### Task brief
Show each line of the records below that contains the word "placard", matching case exactly.

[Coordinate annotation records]
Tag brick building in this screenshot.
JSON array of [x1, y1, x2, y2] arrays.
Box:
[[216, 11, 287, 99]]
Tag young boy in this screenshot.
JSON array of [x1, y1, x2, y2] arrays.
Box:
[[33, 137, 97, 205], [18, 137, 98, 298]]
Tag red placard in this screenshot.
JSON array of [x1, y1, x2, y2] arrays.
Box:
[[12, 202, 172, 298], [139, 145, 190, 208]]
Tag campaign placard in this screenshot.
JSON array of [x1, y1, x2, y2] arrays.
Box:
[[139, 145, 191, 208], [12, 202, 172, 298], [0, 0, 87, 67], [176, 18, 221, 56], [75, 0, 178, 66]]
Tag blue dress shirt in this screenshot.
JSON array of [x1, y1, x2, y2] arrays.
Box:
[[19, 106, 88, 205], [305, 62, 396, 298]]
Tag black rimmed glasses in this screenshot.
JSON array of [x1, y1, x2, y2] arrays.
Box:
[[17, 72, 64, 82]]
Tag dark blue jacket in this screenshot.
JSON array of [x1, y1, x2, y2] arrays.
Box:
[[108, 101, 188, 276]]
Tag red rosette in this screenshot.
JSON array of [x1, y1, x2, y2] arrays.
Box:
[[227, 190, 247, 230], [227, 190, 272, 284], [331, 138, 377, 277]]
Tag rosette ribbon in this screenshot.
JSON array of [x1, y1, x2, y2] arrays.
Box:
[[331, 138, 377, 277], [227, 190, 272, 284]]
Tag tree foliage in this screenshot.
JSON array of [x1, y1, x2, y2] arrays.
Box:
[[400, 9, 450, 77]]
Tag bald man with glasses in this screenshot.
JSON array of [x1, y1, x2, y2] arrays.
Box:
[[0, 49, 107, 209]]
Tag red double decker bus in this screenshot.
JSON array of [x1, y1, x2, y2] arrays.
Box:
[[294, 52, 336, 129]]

### Answer for this exercise
Tag red placard in this screenshot.
Tag campaign placard in this screenshot.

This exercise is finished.